Pick out every line in the records below that contains the string "bowl" and copy each of those lines. Case counts.
■ ■ ■ ■ ■ ■ ■
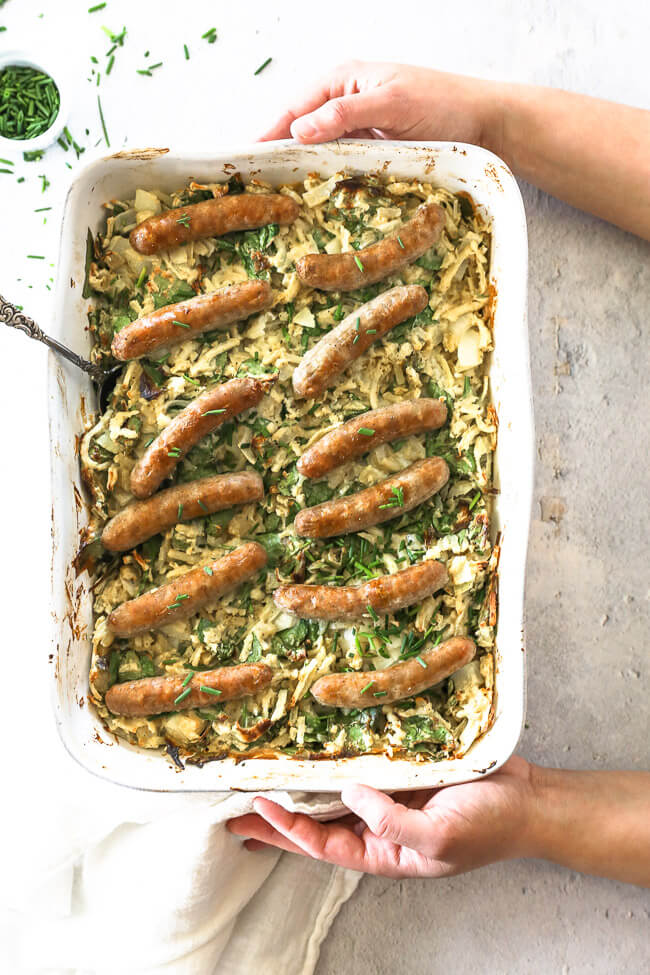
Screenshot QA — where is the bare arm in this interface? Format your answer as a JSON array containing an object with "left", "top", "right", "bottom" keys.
[
  {"left": 229, "top": 757, "right": 650, "bottom": 887},
  {"left": 264, "top": 62, "right": 650, "bottom": 240}
]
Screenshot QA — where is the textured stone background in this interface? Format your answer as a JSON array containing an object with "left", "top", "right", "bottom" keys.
[{"left": 0, "top": 0, "right": 650, "bottom": 975}]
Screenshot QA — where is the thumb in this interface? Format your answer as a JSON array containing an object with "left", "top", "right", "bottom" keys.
[
  {"left": 341, "top": 785, "right": 432, "bottom": 850},
  {"left": 291, "top": 88, "right": 389, "bottom": 142}
]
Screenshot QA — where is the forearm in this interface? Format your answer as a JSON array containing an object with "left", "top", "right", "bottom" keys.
[
  {"left": 485, "top": 85, "right": 650, "bottom": 240},
  {"left": 526, "top": 766, "right": 650, "bottom": 887}
]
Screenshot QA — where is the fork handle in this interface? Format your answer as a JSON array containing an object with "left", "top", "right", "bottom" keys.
[{"left": 0, "top": 295, "right": 104, "bottom": 382}]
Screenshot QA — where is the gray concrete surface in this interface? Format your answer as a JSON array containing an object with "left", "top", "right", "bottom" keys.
[{"left": 317, "top": 186, "right": 650, "bottom": 975}]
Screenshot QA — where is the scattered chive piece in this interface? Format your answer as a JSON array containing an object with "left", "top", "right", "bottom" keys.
[
  {"left": 97, "top": 95, "right": 111, "bottom": 148},
  {"left": 174, "top": 687, "right": 192, "bottom": 704}
]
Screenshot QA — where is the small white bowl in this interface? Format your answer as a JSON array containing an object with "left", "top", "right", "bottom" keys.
[{"left": 0, "top": 49, "right": 69, "bottom": 152}]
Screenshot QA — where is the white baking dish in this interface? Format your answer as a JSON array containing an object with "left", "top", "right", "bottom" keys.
[{"left": 49, "top": 140, "right": 534, "bottom": 791}]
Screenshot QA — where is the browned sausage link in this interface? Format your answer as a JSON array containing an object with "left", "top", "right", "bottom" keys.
[
  {"left": 296, "top": 203, "right": 445, "bottom": 291},
  {"left": 102, "top": 471, "right": 264, "bottom": 552},
  {"left": 111, "top": 281, "right": 273, "bottom": 361},
  {"left": 131, "top": 377, "right": 275, "bottom": 498},
  {"left": 129, "top": 193, "right": 300, "bottom": 254},
  {"left": 293, "top": 284, "right": 429, "bottom": 399},
  {"left": 294, "top": 457, "right": 449, "bottom": 538},
  {"left": 296, "top": 399, "right": 447, "bottom": 477},
  {"left": 108, "top": 542, "right": 266, "bottom": 636},
  {"left": 311, "top": 636, "right": 476, "bottom": 708},
  {"left": 105, "top": 664, "right": 273, "bottom": 718},
  {"left": 273, "top": 561, "right": 448, "bottom": 620}
]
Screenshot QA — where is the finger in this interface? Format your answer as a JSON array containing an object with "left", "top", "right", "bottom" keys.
[
  {"left": 291, "top": 88, "right": 391, "bottom": 143},
  {"left": 226, "top": 813, "right": 305, "bottom": 856},
  {"left": 253, "top": 798, "right": 365, "bottom": 870},
  {"left": 259, "top": 64, "right": 348, "bottom": 142},
  {"left": 341, "top": 785, "right": 431, "bottom": 850}
]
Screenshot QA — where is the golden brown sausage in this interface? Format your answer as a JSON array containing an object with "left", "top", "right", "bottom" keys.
[
  {"left": 111, "top": 281, "right": 273, "bottom": 361},
  {"left": 296, "top": 203, "right": 445, "bottom": 291},
  {"left": 294, "top": 457, "right": 449, "bottom": 538},
  {"left": 105, "top": 663, "right": 273, "bottom": 718},
  {"left": 129, "top": 193, "right": 300, "bottom": 254},
  {"left": 131, "top": 376, "right": 275, "bottom": 498},
  {"left": 293, "top": 284, "right": 429, "bottom": 399},
  {"left": 311, "top": 636, "right": 476, "bottom": 708},
  {"left": 108, "top": 542, "right": 267, "bottom": 637},
  {"left": 296, "top": 399, "right": 447, "bottom": 478},
  {"left": 273, "top": 561, "right": 449, "bottom": 620},
  {"left": 101, "top": 471, "right": 264, "bottom": 552}
]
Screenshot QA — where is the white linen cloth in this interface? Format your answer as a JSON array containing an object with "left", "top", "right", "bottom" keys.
[{"left": 0, "top": 770, "right": 361, "bottom": 975}]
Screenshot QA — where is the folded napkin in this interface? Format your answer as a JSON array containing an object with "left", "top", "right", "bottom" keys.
[{"left": 0, "top": 776, "right": 361, "bottom": 975}]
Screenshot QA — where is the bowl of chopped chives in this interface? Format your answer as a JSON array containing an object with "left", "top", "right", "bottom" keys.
[{"left": 0, "top": 51, "right": 66, "bottom": 152}]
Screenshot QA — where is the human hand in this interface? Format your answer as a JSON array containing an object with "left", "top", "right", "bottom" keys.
[
  {"left": 228, "top": 756, "right": 535, "bottom": 877},
  {"left": 262, "top": 61, "right": 500, "bottom": 148}
]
■ ■ ■ ■ ■ ■ ■
--- Solution to this problem ---
Screenshot QA — where is the small white bowl in this interface? Format your answer as a JSON array containing an object with "left", "top", "right", "bottom" keys.
Screenshot QA — where is the bowl of chopped chives in this interface? Format your answer as a JSON array containing an object with "left", "top", "right", "bottom" keys.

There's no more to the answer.